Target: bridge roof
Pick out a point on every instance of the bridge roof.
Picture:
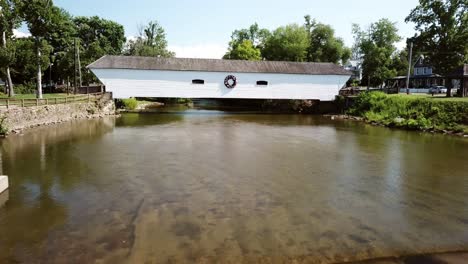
(214, 65)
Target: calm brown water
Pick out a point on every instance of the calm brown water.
(230, 188)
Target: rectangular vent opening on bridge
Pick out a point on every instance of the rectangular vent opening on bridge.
(198, 81)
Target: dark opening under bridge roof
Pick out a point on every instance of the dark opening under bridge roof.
(214, 65)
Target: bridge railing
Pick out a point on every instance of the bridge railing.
(68, 99)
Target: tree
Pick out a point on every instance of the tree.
(98, 37)
(151, 42)
(25, 59)
(240, 39)
(288, 43)
(324, 46)
(442, 33)
(244, 51)
(376, 47)
(43, 20)
(9, 20)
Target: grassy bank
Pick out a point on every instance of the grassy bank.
(33, 96)
(413, 112)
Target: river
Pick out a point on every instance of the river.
(210, 186)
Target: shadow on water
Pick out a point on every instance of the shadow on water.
(42, 167)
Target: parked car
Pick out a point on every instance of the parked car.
(437, 89)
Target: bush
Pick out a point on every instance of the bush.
(27, 88)
(411, 113)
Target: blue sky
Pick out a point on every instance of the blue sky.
(203, 28)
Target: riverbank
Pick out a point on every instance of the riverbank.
(17, 119)
(412, 112)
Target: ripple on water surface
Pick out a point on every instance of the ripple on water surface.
(213, 187)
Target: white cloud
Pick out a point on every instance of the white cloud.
(204, 51)
(19, 34)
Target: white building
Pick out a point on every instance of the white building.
(129, 77)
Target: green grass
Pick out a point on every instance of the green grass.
(33, 96)
(436, 97)
(413, 111)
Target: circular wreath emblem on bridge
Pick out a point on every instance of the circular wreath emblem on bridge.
(230, 81)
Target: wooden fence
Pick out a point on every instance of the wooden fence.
(13, 103)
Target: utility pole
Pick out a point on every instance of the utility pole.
(75, 81)
(410, 63)
(79, 65)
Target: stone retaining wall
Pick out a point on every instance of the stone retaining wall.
(17, 119)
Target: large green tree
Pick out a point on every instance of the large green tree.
(442, 32)
(246, 43)
(9, 20)
(324, 46)
(25, 68)
(244, 51)
(97, 37)
(151, 42)
(45, 22)
(376, 48)
(288, 43)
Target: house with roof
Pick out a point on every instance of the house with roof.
(423, 78)
(127, 76)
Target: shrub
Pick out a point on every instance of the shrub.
(411, 113)
(27, 88)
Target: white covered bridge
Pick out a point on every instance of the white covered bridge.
(129, 77)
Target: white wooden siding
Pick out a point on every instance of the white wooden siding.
(174, 84)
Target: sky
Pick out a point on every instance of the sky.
(202, 28)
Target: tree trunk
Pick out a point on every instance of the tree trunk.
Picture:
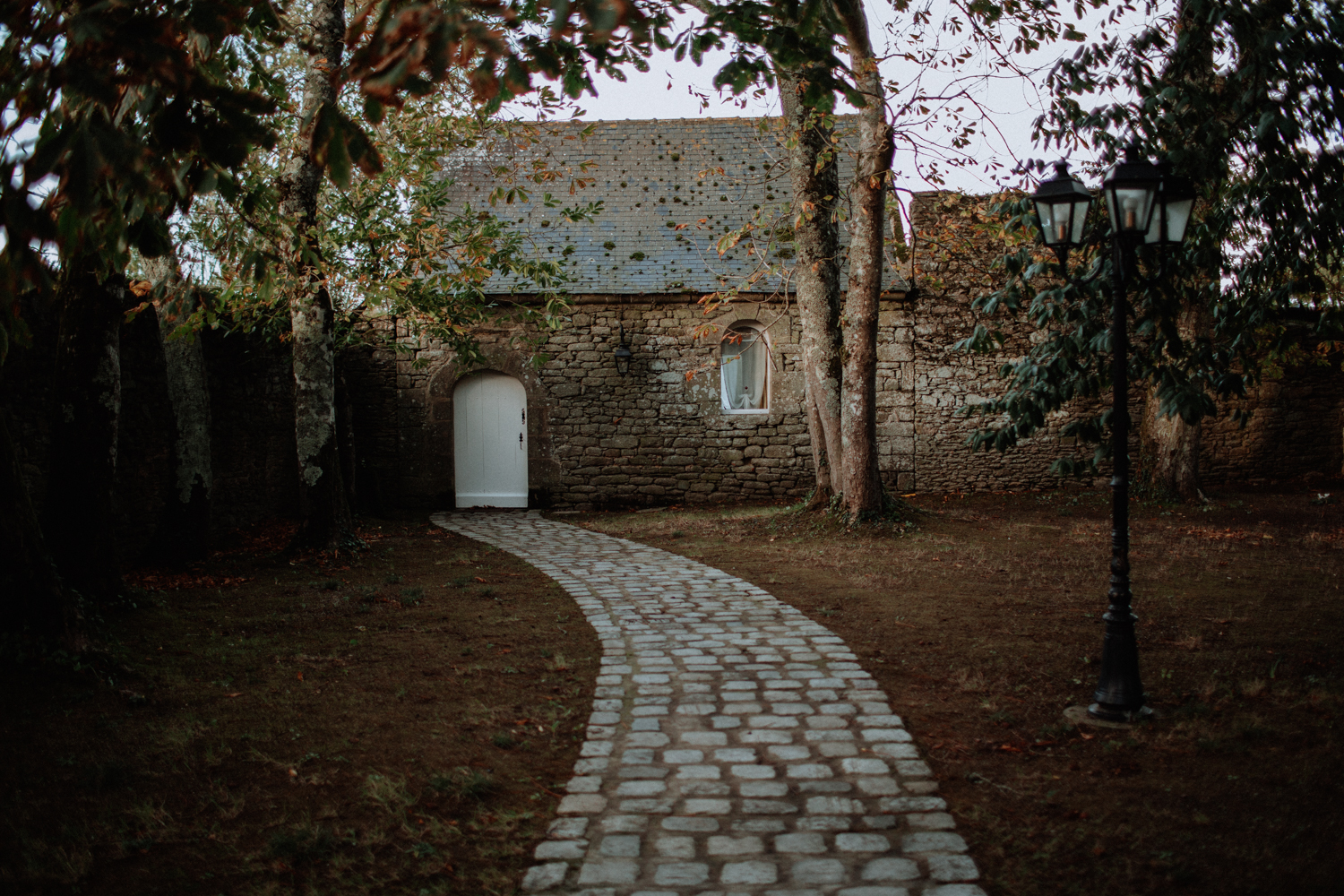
(868, 201)
(185, 528)
(35, 607)
(1168, 452)
(1168, 446)
(325, 512)
(817, 282)
(78, 517)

============

(ASSIGNMENT)
The lines to return are those in the entries above that include "trunk".

(RESULT BELOW)
Target: tree trunk
Pick out a point on every instance of the tree trunk.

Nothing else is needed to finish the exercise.